> [TEXT FOR ANALYSIS]
Although legally allowed to leave, economic and social issues have kept many people in situations that are defined as slavery. In addition, even when freed, discrimination and political power is wielded over ex-slaves in many instances. Democratization in the 1990s did not necessarily entail emancipation and there are examples of former masters pressuring and forcing ex-slaves to vote for the candidates they prefer; however, there have also been examples of resistance to this pressure.

Some people who were formerly slaves or whose parents or grandparents were have risen to political prominence in post-dictatorship Mali (including Amadou Toumani Touré who was the President of Mali from 2002 until 2012). The discussion of their slave origins is largely suppressed and kept as a public secret to avoid the stigma attached with that history.

There are efforts by social movements to criminalize slavery and struggle against the stigma attached to ex-slaves. News reports about youth from Mali being involved in forcible work conditions in neighboring countries caused the government to introduce migration restrictions on all teenage Malians.

In 2002, New York Times writer Michael Finkel was fired from his job for creating a composite fictional character in reports of a child slave in Mali.

With the Tuareg Rebellion of 2012, the anti-slavery organization Temedt reported that the first people punished under the sharia system implemented were former slaves and some Tuareg families used the chaos to recapture slaves which had resisted in recent years.

> [SOURCE INFORMATION]

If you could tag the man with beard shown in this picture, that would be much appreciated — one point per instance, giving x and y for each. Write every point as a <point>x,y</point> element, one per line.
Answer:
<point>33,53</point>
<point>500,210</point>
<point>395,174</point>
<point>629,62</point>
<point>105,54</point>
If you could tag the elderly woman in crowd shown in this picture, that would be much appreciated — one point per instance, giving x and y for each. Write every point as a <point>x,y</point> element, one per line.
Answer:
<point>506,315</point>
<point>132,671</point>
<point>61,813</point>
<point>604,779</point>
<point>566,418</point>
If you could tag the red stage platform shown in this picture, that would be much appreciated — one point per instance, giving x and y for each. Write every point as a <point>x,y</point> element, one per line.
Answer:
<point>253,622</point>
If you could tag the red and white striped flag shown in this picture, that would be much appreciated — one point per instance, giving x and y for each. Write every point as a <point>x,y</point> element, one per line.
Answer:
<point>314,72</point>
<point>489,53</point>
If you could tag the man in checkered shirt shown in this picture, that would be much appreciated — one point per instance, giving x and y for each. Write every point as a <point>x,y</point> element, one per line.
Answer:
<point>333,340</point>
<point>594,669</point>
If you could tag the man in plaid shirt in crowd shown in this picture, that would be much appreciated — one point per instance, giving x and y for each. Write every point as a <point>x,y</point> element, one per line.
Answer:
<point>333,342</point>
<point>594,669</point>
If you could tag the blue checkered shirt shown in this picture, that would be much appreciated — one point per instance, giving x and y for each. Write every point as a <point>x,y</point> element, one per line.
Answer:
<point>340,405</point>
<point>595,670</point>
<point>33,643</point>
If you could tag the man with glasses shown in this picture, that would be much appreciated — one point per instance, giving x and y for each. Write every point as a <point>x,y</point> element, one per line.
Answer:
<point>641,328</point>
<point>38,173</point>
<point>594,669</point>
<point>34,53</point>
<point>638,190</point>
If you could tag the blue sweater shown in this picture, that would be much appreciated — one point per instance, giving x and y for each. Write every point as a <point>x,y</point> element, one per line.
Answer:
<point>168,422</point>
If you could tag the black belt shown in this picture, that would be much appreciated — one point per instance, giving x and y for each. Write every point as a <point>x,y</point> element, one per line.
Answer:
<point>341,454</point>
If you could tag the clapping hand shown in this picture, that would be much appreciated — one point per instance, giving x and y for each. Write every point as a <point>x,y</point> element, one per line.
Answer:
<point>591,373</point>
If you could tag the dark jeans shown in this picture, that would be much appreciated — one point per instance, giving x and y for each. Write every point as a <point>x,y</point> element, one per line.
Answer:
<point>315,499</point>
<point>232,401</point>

> [TASK INSTRUCTIONS]
In the text on slavery in Mali, who does the organization Temedt report were the first people punished under the sharia system implemented during the Tuareg Rebellion of 2012?

> [ANSWER BELOW]
Former slaves were the first people punished.